Goal — Scale everything from the line containing "wooden plank with a single point per instance." down to the end of the records, both ends included. Rewrite each of those lines with the requests unchanged and every point coordinate multiplied by 1.4 and rounded to a whole number, halves up, and return only these lines.
- - - - - - -
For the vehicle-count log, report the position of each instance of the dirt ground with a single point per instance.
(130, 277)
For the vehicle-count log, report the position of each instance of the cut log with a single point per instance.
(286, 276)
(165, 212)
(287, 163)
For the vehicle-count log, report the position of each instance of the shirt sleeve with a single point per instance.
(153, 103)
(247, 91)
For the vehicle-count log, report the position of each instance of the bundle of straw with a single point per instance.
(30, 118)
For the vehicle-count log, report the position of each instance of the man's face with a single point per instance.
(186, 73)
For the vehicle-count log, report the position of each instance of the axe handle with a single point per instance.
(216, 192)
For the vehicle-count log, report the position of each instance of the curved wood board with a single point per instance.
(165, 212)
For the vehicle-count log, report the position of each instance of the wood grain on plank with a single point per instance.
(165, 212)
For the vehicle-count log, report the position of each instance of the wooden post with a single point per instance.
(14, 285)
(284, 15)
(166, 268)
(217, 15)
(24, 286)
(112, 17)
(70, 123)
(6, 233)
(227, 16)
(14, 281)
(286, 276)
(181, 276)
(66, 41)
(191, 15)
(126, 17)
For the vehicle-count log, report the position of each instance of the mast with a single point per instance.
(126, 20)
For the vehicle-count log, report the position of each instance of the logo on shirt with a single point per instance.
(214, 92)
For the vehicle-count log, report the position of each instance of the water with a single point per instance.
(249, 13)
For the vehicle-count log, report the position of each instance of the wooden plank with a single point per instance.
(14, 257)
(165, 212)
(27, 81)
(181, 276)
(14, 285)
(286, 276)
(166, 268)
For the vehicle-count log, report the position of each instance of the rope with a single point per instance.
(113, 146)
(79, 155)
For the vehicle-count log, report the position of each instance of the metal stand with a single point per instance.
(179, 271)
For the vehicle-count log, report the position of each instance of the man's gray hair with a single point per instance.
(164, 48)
- - - - - - -
Solution below —
For the vehicle-count log, report the position of each instance of the wooden plank with a single point per instance.
(20, 360)
(231, 297)
(38, 113)
(253, 386)
(20, 399)
(400, 386)
(232, 375)
For the vehicle-count log, report the position of each instance of the rope with a single point per instance.
(158, 204)
(111, 217)
For the vehicle-count log, report the position of each instance of the metal stand with a single point per instance.
(251, 379)
For the vehicle-count log, report the position of each instance of the man's gray hair with a single point per instance.
(230, 67)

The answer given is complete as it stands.